Without the pictures, return all of the material exactly as written.

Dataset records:
---------------
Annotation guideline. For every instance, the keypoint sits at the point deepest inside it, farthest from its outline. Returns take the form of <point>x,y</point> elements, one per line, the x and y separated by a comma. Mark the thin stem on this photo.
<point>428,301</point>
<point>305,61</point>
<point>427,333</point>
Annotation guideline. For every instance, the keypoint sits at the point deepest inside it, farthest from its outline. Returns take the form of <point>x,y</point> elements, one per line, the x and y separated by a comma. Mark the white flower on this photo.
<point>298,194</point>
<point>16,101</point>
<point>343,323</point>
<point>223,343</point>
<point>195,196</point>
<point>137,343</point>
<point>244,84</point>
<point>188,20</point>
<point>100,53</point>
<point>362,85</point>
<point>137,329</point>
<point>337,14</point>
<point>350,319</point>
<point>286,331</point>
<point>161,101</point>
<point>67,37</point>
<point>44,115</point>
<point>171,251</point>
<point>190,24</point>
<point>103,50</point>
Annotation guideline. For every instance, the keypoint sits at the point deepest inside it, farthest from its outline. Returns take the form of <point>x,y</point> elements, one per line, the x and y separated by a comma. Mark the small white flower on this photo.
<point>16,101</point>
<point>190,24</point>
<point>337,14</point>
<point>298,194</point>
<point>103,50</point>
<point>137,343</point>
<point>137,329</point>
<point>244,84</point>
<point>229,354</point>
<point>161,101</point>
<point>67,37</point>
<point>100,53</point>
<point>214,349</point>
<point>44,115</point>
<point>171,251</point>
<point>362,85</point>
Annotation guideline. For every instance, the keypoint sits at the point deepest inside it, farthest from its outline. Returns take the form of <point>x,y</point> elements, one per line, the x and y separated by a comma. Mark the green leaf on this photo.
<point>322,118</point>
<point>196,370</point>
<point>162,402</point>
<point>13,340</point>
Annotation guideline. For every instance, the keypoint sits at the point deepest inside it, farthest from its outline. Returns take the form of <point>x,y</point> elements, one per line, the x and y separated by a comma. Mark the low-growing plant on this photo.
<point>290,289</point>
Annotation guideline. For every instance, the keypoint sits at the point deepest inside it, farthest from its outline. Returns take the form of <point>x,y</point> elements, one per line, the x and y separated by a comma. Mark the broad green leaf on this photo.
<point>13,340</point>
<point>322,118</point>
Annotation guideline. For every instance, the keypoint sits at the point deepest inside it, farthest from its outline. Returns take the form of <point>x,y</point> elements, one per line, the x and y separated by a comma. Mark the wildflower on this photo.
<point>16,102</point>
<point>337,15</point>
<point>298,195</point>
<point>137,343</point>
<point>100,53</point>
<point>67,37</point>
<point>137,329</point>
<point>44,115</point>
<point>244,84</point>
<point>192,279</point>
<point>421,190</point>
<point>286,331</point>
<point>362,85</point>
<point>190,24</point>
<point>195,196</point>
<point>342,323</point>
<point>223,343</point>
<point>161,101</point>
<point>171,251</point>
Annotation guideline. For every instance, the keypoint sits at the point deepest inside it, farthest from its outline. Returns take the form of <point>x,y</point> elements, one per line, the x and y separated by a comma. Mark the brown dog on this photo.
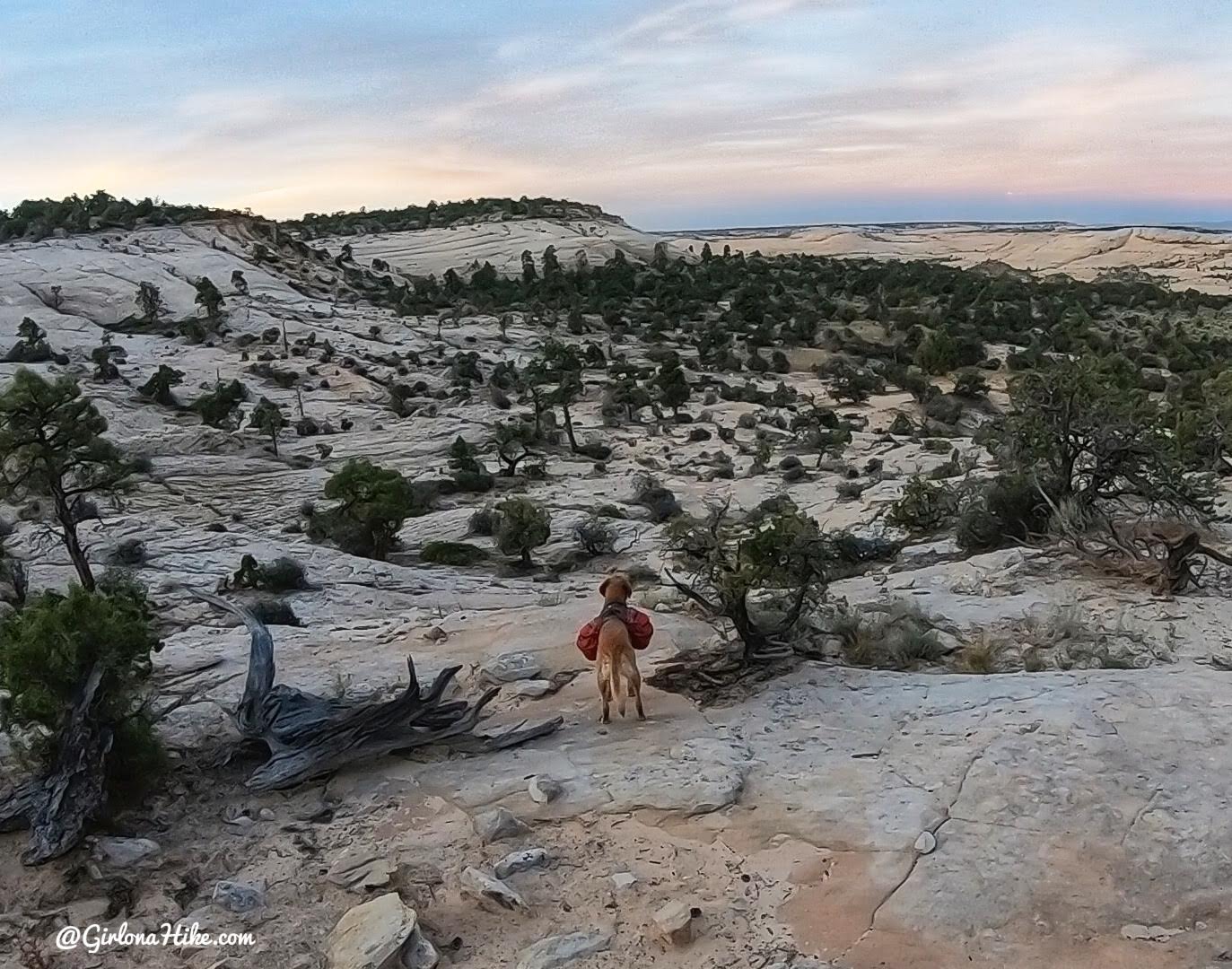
<point>615,654</point>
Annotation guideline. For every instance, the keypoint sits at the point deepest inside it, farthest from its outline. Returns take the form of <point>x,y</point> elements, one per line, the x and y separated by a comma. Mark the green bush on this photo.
<point>924,506</point>
<point>1008,508</point>
<point>595,536</point>
<point>372,505</point>
<point>485,522</point>
<point>660,502</point>
<point>281,575</point>
<point>901,638</point>
<point>524,525</point>
<point>47,651</point>
<point>452,553</point>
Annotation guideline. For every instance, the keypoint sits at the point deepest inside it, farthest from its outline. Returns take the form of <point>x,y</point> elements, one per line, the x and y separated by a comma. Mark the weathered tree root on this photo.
---------------
● **Exercise answer**:
Annotation guideline. For every instance, the keypoint sits at the point deepest inside it, farthest from its outline. Returns take the form of <point>x,y</point> elements, one per line, the x and y separated by a comma. Mark the thin stem on this photo.
<point>428,301</point>
<point>305,61</point>
<point>427,333</point>
Annotation guideline. For every instance, the keypoint sits at the point deepest inside it, farthest from its outline. Returns take the form of <point>x,y</point> elements, one per line, the x and y separated by a comma. Mark the white flower on this photo.
<point>298,194</point>
<point>16,101</point>
<point>343,323</point>
<point>223,343</point>
<point>195,196</point>
<point>137,343</point>
<point>244,84</point>
<point>188,20</point>
<point>100,53</point>
<point>362,85</point>
<point>137,329</point>
<point>337,14</point>
<point>350,319</point>
<point>286,331</point>
<point>161,101</point>
<point>67,37</point>
<point>44,115</point>
<point>171,251</point>
<point>190,24</point>
<point>103,50</point>
Annotation guideline. For every instance, the keypoint sits at the point deepest inside it, farthest from its outline. Returns take the form of <point>x,y</point> elements, one per line, the x and y separated by a comma. Mark the small white flower on this photo.
<point>16,101</point>
<point>190,24</point>
<point>337,14</point>
<point>298,194</point>
<point>103,50</point>
<point>137,343</point>
<point>137,329</point>
<point>244,84</point>
<point>229,354</point>
<point>161,101</point>
<point>67,37</point>
<point>100,53</point>
<point>214,349</point>
<point>44,115</point>
<point>171,251</point>
<point>362,85</point>
Annotation guideline. For every instance, the keypoint sits at the point deepest inside it, farthest from its outline. Returns take the form of <point>x,y</point> elements, one per line, the x and y separated by a comma. Mark the green leaf on this photo.
<point>322,118</point>
<point>196,370</point>
<point>162,402</point>
<point>13,340</point>
Annotation guideline. For every instance, the keypoint sits at the point deepest inside it, farthest from its outline. Returns take the form of <point>x,y</point> elements, one per line, the x and y separated by a comma. Mark the low-growing plant on this photo.
<point>290,289</point>
Annotation guideline. For every instance, the keypoint sits at the point deepest inside it, farthest from its outline. Returns take the form of <point>x,y</point> elements, one per line, the x and y separated by a comma. Mark the broad green leaf on this photo.
<point>13,340</point>
<point>322,118</point>
Annotation guideline. For every instance, the keypoint sits at the point deepest inside it, farthest from its outline. Returns take the form of <point>x,y</point> elements, one per line, the x and y separated by a comma. Mark the wildflower on this photo.
<point>16,102</point>
<point>337,15</point>
<point>298,195</point>
<point>137,343</point>
<point>100,53</point>
<point>67,37</point>
<point>137,329</point>
<point>44,115</point>
<point>244,84</point>
<point>192,279</point>
<point>421,190</point>
<point>286,331</point>
<point>362,85</point>
<point>190,24</point>
<point>195,196</point>
<point>342,323</point>
<point>223,343</point>
<point>161,101</point>
<point>171,251</point>
Annotation guideline. For every instance, the keypoint sits at the point deepest inside it, farthest from its outline. Returns take the form of <point>x,y</point> elements, one per line, the x and y separated by a comma. Mark the brown dog on this photo.
<point>615,654</point>
Annotation guideline. For every instance, the keypoint sits at the point deepest inside it, farthest from its outline. Returns take the form of <point>x,y</point> elements, one per line, the x and y separated by a comma. Mark the green bush on this photo.
<point>924,506</point>
<point>1008,508</point>
<point>595,536</point>
<point>372,505</point>
<point>485,522</point>
<point>660,502</point>
<point>281,575</point>
<point>901,638</point>
<point>524,525</point>
<point>47,651</point>
<point>452,553</point>
Annotation guideline. For every instance, the keypoint sits at the point deepest inside it, farthest from its outline. Returns take the form of <point>x,y</point> elements, one per line, the x and y separated by a comma. Mark the weathered tree root on this photo.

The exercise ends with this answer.